(Page excerpt begins)
Pre-historic toxic waters warning for life on Earth: New Zealand scientist
Xinhua, July 20, 2016 Adjust font size:
Ancient rocks unearthed in the Middle East have shed light on why life on Earth took millions of years to recover from the greatest mass extinction ever, the New Zealand scientist who led the international study said Wednesday.
The study provided fresh insight into how Earth's oceans became starved of oxygen in the wake of the "Great Dying" event 252 million years ago, delaying the recovery of life by 5 million years.
It was also helping scientists to better understand how environmental change could have disastrous consequences for life on Earth, said Otago University chemistry researcher Dr Matthew Clarkson.
The Permian-Triassic Boundary extinction wiped out more than 90 percent of marine life and around two thirds of animals living on land, and the Earth's oceans became starved of oxygen conditions known as anoxia during the recovery period.
(Page excerpt ends)
- Prompt A:
In the news report on prehistoric oxygen-starved oceans, how long did those conditions delay the recovery of life after the "Great Dying"?
- Prompt B:
Continue the news report on prehistoric oxygen-starved oceans from its last sentence.
The material that follows was taken from a separate source.
(Information given begins)
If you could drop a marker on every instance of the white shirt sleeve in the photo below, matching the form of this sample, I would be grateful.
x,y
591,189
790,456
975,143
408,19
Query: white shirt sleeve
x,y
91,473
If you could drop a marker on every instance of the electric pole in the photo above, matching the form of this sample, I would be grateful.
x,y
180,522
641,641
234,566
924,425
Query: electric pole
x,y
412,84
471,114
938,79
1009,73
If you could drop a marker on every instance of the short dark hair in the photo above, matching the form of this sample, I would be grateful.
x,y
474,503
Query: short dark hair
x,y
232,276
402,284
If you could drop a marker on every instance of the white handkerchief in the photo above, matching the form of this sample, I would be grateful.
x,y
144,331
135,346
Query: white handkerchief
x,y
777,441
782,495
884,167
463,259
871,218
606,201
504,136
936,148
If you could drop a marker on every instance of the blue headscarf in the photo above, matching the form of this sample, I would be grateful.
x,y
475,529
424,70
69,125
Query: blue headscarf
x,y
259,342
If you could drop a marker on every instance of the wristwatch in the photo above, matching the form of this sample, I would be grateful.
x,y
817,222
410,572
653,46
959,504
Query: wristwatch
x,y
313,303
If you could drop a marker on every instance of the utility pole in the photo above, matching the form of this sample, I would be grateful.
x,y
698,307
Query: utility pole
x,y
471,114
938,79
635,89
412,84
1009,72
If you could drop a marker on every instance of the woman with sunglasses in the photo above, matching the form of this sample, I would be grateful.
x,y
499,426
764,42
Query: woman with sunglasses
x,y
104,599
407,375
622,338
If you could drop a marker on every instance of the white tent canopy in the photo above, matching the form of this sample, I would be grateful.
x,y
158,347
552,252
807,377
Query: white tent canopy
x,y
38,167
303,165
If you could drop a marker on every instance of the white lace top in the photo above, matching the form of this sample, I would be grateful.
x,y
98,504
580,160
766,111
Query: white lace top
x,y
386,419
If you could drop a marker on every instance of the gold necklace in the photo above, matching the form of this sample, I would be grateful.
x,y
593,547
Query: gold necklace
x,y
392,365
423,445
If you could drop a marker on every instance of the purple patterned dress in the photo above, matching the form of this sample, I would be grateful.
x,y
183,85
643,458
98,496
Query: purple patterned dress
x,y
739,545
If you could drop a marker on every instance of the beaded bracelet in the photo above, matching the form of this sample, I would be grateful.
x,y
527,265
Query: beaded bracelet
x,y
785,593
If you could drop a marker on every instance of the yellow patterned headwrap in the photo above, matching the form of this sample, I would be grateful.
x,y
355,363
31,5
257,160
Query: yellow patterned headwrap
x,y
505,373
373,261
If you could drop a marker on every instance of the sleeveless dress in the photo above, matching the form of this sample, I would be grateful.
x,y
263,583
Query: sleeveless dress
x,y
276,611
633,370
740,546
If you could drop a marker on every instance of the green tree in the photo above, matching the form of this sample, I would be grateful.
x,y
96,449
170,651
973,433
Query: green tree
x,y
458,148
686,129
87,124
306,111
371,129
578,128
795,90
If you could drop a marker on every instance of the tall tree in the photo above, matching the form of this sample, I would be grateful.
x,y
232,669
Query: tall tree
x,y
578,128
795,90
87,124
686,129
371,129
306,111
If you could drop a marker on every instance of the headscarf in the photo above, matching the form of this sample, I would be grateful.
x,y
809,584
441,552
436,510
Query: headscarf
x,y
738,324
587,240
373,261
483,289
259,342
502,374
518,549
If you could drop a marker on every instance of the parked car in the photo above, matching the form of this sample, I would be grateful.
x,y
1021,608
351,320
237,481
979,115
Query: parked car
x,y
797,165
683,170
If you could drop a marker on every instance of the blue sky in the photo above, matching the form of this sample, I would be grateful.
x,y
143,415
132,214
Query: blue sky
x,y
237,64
(Information given ends)
- Reply A:
By 5 million years.

- Reply B:
Previous research suggested the mass extinction and delayed recovery were linked to the presence of anoxic waters that also contained high levels of harmful sulfide compounds.
But the study found anoxic conditions at the time were more complex, and the toxic, sulfide-rich state was not present throughout all the world's oceans, Clarkson said in a statement.
The team analyzed rocks unearthed in Oman that were formed in an ancient ocean around the time of the extinction, and found that while the water was lacking in oxygen, toxic sulfide was not present.
Instead, the waters were rich in iron, indicating that iron-rich, low-oxygen waters were a major cause of the delayed recovery of marine life following the mass extinction.
While low oxygen levels were present at some depths and restricted the recovery of marine life, shallower waters contained oxygen for short periods, briefly supporting diverse forms of life.
The precise cause of the long recovery period remained unclear, but increased run-off from erosion of rocks on land caused by high global temperatures likely triggered anoxic conditions in the oceans.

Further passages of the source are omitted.